━━ DATASET CONTENT

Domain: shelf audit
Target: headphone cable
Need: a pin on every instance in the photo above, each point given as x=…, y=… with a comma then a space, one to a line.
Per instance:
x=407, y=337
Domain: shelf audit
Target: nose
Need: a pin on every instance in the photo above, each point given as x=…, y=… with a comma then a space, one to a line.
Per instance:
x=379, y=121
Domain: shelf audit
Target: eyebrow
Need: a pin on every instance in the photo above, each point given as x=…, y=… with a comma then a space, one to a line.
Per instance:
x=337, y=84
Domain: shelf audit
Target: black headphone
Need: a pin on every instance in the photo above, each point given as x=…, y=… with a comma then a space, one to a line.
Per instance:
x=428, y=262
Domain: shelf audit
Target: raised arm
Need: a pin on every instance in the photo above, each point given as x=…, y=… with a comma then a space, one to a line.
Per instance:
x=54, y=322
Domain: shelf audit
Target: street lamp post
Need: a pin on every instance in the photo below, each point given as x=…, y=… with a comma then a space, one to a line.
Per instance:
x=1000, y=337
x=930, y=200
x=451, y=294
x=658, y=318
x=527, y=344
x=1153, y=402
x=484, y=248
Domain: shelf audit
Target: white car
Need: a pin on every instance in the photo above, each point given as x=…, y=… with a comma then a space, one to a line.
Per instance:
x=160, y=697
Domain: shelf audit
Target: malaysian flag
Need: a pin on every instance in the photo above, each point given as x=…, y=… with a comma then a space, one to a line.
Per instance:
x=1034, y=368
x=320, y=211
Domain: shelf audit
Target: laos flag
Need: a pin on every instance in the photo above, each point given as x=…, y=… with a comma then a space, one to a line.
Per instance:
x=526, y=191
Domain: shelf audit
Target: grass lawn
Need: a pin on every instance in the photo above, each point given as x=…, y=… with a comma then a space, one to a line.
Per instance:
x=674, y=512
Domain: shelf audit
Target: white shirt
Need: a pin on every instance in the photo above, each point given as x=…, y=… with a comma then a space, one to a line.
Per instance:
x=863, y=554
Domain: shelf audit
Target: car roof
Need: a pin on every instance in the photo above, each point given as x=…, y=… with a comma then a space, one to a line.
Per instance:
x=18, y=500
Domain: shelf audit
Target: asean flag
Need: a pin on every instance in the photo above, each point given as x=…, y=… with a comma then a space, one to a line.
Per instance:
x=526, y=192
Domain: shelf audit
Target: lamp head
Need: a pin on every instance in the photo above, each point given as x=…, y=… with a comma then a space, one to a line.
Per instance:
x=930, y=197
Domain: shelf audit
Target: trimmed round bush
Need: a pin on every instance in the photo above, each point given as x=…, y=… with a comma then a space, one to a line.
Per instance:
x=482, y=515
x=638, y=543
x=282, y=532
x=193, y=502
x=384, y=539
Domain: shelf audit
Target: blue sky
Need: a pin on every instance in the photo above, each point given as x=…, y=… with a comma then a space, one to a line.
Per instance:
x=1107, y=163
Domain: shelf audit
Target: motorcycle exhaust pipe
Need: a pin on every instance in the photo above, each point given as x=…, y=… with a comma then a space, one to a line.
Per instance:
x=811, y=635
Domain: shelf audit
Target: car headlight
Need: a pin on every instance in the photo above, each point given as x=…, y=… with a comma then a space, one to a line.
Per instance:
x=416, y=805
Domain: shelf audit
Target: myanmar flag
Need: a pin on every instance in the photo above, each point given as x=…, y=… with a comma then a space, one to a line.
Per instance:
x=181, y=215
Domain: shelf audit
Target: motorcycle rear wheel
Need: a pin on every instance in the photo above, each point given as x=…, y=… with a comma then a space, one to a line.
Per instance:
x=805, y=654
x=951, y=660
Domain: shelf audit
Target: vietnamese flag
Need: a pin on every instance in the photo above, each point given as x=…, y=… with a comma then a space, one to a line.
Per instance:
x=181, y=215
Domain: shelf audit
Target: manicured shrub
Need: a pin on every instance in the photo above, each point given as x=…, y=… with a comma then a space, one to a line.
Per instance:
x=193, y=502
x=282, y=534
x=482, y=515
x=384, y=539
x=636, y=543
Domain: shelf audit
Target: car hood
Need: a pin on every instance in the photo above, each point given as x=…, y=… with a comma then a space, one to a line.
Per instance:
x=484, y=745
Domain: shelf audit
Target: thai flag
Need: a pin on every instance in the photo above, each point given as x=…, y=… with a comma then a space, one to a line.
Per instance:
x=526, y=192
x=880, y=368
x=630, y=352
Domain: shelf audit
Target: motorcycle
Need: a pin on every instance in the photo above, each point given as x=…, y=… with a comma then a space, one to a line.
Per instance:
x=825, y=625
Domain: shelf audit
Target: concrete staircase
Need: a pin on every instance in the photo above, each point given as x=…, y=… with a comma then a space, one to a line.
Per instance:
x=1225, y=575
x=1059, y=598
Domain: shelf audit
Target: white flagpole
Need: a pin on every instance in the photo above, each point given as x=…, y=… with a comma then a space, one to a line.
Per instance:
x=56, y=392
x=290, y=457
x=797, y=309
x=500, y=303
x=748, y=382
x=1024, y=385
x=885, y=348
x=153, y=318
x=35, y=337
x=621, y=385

━━━━

» EXERCISE PROMPT
Can you convert the records above into a two-column CSV with the header input,output, giving each record its own row, with its text under input and its answer under output? Put each field in double quotes and replace every line break inside a field with a space.

» TASK ANSWER
input,output
"Domain: shelf audit Target: headphone cable Need: a pin on every instance in the photo above, each point given as x=…, y=… with a comma then a space, one to a line. Per instance:","x=407, y=337"
"Domain: shelf audit Target: nose Need: a pin on every instance in the photo above, each point given as x=…, y=… with a comma then a space, one to a line. Per instance:","x=379, y=121"
"Domain: shelf audit Target: eyebrow Need: a pin on every instance in the photo above, each point given as x=…, y=… with a comma then a space, one to a line. Per instance:","x=337, y=84"
"Domain: shelf audit Target: black headphone Need: a pin on every instance in the photo above, each point given as x=…, y=… with a comma then a space, one to a line. Per instance:","x=428, y=262"
"Domain: shelf audit Target: raised arm Need: a pin on every instance in the photo above, each point given as x=…, y=… with a comma then a space, one to a line. Per instance:","x=54, y=322"
"Domain: shelf audit Target: street lamp post Need: a pin on every instance in the photo below, each point given as x=…, y=… with a comma then a space, one to a line. Per instance:","x=1000, y=337 x=930, y=200 x=451, y=294 x=658, y=318 x=527, y=344 x=1153, y=402 x=484, y=248"
"Domain: shelf audit Target: white car Need: a pin on every instance in the photo above, each point given as x=…, y=… with a comma then a space, one to a line. Per instance:","x=160, y=697"
"Domain: shelf audit Target: malaysian flag Need: a pin on every instance in the photo above, each point given as x=…, y=… with a comma then a space, one to a line. Per instance:","x=1034, y=368 x=320, y=211"
"Domain: shelf audit Target: laos flag Need: a pin on every instance in the photo above, each point given as x=…, y=… with a comma then a space, one to a line. Per instance:","x=526, y=191"
"Domain: shelf audit Target: grass lawn Need: a pin on every instance in the photo above, each point given as x=…, y=… with a comma then a space, one to a line. Per instance:","x=674, y=512"
"Domain: shelf audit Target: white shirt Need: a pin on every instance in the photo above, each point given as x=…, y=… with a comma then a space, one to a line. Per instance:","x=863, y=554"
"Domain: shelf audit Target: car roof Need: a pin on every instance in the photo above, each point given as x=…, y=… with a comma then a space, one to a line. Per instance:","x=18, y=500"
"Domain: shelf audit Target: asean flag Need: a pin on every instance in the photo above, each point given as x=…, y=… with a comma then a space, one to a line. Per instance:","x=526, y=192"
"Domain: shelf audit Target: lamp head Need: a pin on every instance in the photo above, each point given as x=…, y=… with a comma then a space, one to a line. Per instance:","x=930, y=197"
"Domain: shelf audit Target: trimmed round bush Need: a pin on every instance in the photo above, each point given as x=…, y=… with a comma then a space, one to a line. Per instance:","x=482, y=515 x=638, y=543 x=282, y=532 x=193, y=502 x=384, y=539"
"Domain: shelf audit Target: blue sky Need: a pin on every instance in the photo above, each point given as x=…, y=… with a comma then a space, one to a line. Per instance:","x=1107, y=163"
"Domain: shelf audit Target: motorcycle exhaust pipe Need: a pin on every instance in the photo above, each point given as x=…, y=… with a comma then a space, one to a line. Per instance:","x=811, y=635"
"Domain: shelf audit Target: car headlight Need: a pin on every instance in the photo above, each point given as x=…, y=… with a comma then a space, one to a line. Per instance:","x=416, y=805"
"Domain: shelf audit Target: myanmar flag Need: a pin on every instance in the photo above, each point given as x=…, y=… with a comma then a space, one to a line. Per instance:","x=181, y=215"
"Domain: shelf audit Target: motorcycle rear wheel Need: a pin on every instance in the photo above, each point given as x=…, y=… with a comma then a space, one to a line. Per instance:","x=805, y=654 x=951, y=660"
"Domain: shelf audit Target: vietnamese flag Need: a pin on every instance in the photo above, each point given as x=…, y=… with a comma then a space, one to a line. Per instance:","x=181, y=215"
"Domain: shelf audit Target: manicured shrub Need: a pin on every instance in the photo above, each point given as x=…, y=… with a comma then a space, one to a line. Per instance:","x=193, y=502 x=282, y=534 x=482, y=515 x=384, y=539 x=636, y=543"
"Domain: shelf audit Target: car hood Need: a pin on every instance in the photo above, each point given as x=…, y=… with a comma then a space, one to a line. Per instance:","x=484, y=745"
"Domain: shelf audit Target: thai flag Need: a pin on every instance in the photo above, each point given as x=…, y=… with a comma then a space, one to a line. Per instance:","x=526, y=192 x=880, y=368 x=630, y=352"
"Domain: shelf audit Target: motorcycle Need: a pin on every instance in the photo above, each point given as x=…, y=… with a comma then a space, one to a line. Per instance:","x=825, y=625"
"Domain: shelf audit Target: concrete staircase Need: a pin on every instance in the photo above, each point given as x=…, y=… with a comma then a space, one to a line. Per instance:","x=1225, y=575 x=1059, y=598"
"Domain: shelf audit Target: white flagpole Need: a pin on every instance in the photo above, each point given as x=…, y=… with a comma then a space, one to a line. Per instance:","x=56, y=392 x=290, y=457 x=797, y=309 x=500, y=303 x=748, y=382 x=1024, y=385 x=885, y=348 x=153, y=318 x=35, y=337 x=621, y=385"